Exercise brief:
Wherever the word "give" appears in the entries, copy the whole line.
# # # # #
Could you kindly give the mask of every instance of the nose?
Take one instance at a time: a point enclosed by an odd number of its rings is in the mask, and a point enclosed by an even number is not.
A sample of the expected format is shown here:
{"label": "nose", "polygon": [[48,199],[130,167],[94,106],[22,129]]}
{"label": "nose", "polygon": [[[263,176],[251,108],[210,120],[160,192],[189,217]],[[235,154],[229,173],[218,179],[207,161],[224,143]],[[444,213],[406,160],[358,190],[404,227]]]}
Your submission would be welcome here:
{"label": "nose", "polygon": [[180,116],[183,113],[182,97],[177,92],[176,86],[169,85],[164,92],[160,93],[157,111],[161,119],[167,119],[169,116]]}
# # # # #
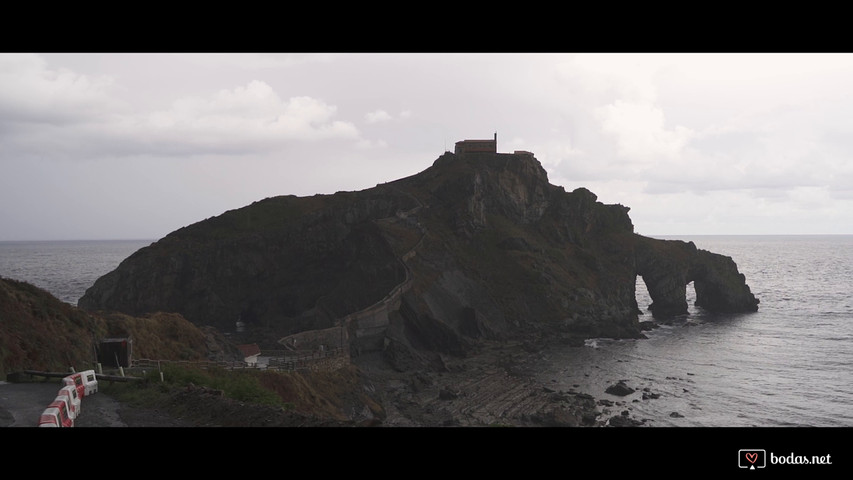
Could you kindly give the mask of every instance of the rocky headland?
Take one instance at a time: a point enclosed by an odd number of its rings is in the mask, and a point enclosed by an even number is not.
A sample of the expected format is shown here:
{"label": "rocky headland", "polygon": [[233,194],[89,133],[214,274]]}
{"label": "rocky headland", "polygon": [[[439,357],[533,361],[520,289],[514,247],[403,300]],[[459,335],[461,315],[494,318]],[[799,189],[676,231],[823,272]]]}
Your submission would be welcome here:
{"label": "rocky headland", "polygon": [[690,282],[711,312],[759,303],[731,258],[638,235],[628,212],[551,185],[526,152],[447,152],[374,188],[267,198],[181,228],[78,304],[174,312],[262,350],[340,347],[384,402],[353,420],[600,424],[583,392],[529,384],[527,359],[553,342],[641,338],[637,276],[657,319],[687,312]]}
# # # # #
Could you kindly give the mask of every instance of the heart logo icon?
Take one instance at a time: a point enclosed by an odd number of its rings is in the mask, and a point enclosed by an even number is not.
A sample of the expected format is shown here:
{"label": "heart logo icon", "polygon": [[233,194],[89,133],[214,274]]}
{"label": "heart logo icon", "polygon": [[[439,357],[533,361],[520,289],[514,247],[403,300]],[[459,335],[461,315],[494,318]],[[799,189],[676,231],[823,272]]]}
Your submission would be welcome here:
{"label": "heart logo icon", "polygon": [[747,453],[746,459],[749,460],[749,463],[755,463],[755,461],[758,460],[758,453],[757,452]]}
# # # # #
Expected output:
Could you kindly give the mask of every instance of the nose?
Could you kindly give the mask of every instance of the rocky headland?
Could you kindly give the mask of every instance of the heart logo icon?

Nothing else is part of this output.